• [本文]
────────────────────

北アメリカ国際布教100周年連載企画~北アメリカ曹洞禅のこれまでの100年とこれからの100年~ 第13回北アメリカからグローバル禅コミュニティへ

2022.12.12

平成24(2012)年よりヒューストン禅センター・祥雲寺で国際布教師として布教教化に従事し、平成30(2018)年より曹洞宗国際センター所長の任を拝命しております、ゴッドウィン建仁と申します。今年で宗侶として32年目を迎えます。

筆者・ゴッドウィン建仁師

100年目という節目について

カリフォルニア州ロサンゼルス郡にある、北アメリカで最初に開かれた宗門の寺院の両大本山北米別院禅宗寺において、北アメリカ国際布教100周年の記念事業が今年と来年に跨ぎ厳修されます。

今からちょうど100年前の大正11(1922)年以降、禅宗寺や、サンフランシスコ市の桑港寺を拠点として、曹洞宗の教えを敷衍するべく、日本から指導者たちが渡米いたしました。

そうした指導者たちの機知に富んでいて力強い布教が実を結び、アメリカ合衆国全体、カナダ、メキシコ、中央アメリカ諸国に数百の曹洞宗寺院やグループが作られ、現代では300以上の団体に成長するまでになりました。

先日、当時の国際布教について見識を深めるため、静岡県焼津市の林叟院で行われた開創550年事業に出席し、住職である鈴木包一老師にお話をおうかがいしました。

鈴木老師は先師である鈴木俊隆老師が昭和34年に日本を離れ、林叟院に戻ることなく米国に留まったことが北アメリカにおける曹洞宗の発展に大きく寄与しているとおっしゃいました。当時、日本の僧侶が宗門的に未開の地である北アメリカに渡り、生活していくことは容易なことではなかったでしょう。

現代の北アメリカにおける曹洞禅の広がりの裏側には、これまでの100年間の間に日本から渡米した歴代の開教師・国際布教師と、その家族による多くの努力や苦労がありました。彼らの教え、恩恵を享受したことについて、私たち現地宗侶は深く感謝をしています。

アメリカにおける曹洞禅の確立、非日系人に対する教化

禅宗寺や桑港寺は、当初は日本人や日系人のコミュニティの寺院でしたが、昭和25(1950)年以降、日本人・日系人以外も禅の教えに関心を持つようになってきました。昭和34(1959)年に鈴木俊隆老師が桑港寺に着任すると、老師に惹かれて彼の下で禅を学びたいという、いわゆる現地の人たちが参禅するようになります。

────────────────────

• [次の課題]
a: 北アメリカ曹洞禅についての本文に照らして、次の(i)〜(iii)が本文と合うかどうかをそれぞれ「はい」か「いいえ」で答え、判断の決め手となる本文の語句をそのまま引用せよ。(i) 鈴木俊隆老師は昭和34年に日本を離れた。(ii) 北アメリカの曹洞宗の団体は、現代では200ほどである。(iii) 禅宗寺はサンフランシスコ市にある。
b: 北アメリカ曹洞禅について述べた本文の続きを、最後の文の後から書き継げ。

• [以下の資料]

────────────────────

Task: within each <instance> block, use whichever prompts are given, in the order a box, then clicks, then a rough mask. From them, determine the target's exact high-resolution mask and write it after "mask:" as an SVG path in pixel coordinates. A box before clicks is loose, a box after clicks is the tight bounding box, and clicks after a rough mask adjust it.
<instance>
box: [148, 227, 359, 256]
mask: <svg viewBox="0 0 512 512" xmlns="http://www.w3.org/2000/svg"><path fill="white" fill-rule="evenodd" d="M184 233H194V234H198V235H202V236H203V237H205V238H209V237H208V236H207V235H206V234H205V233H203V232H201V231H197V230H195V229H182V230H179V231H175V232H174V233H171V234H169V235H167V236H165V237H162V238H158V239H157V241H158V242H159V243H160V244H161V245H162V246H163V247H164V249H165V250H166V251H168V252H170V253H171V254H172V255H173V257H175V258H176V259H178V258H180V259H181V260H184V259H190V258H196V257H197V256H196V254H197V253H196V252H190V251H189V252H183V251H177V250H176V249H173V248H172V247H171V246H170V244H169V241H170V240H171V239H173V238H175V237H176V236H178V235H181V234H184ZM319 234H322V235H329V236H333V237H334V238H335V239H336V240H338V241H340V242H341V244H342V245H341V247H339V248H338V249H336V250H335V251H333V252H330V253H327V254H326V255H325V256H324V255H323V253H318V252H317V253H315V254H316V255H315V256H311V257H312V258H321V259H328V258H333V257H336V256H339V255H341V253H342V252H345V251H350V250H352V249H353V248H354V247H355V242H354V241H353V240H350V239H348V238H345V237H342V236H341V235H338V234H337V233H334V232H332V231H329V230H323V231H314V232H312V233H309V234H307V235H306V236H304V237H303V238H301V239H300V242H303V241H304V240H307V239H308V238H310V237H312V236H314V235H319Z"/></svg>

────────────────────

• [本演習の解答]
a:
(i) はい。「鈴木俊隆老師が昭和34年に日本を離れ」
(ii) いいえ。「現代では300以上の団体に成長するまでになりました」
(iii) いいえ。「カリフォルニア州ロサンゼルス郡にある、北アメリカで最初に開かれた宗門の寺院の両大本山北米別院禅宗寺」

b:
タサハラ禅マウンテンセンター・禅心寺

その後、昭和41(1966)年、カリフォルニア州タサハラ禅マウンテンセンター・禅心寺を創立します。当時この禅センターで修行をする多くは非日系人の方々でした。そして昭和44(1969)年にはサンフランシスコ禅センター・発心寺を創設しました。

同様に前角博雄老師が昭和31(1956)年に禅宗寺に着任後、15年間布教活動をした後、昭和46(1971)年に禅センターオブロサンゼルス・仏真寺を創設しました。

この2名と関わりのあった当時の人々が開いた禅センターは、北アメリカで200ヵ寺にものぼります。 この2人の指導者の他にも、アメリカの国際布教の歴史の中で多くの重要な指導者が多く存在します。片桐大忍老師、乙川弘文老師、秋山洞禅老師、奥村正博老師等、いずれもアメリカにおける曹洞宗の歴史の上で重要な指導者です。

今現在も諸老師方の教えを学んだ数千人もの仏弟子が世界中の寺院や禅センターで参禅修行を行っています。そして、これまでたくさんの非日系の宗侶が日本の寺院や僧堂で修行を積んでいます。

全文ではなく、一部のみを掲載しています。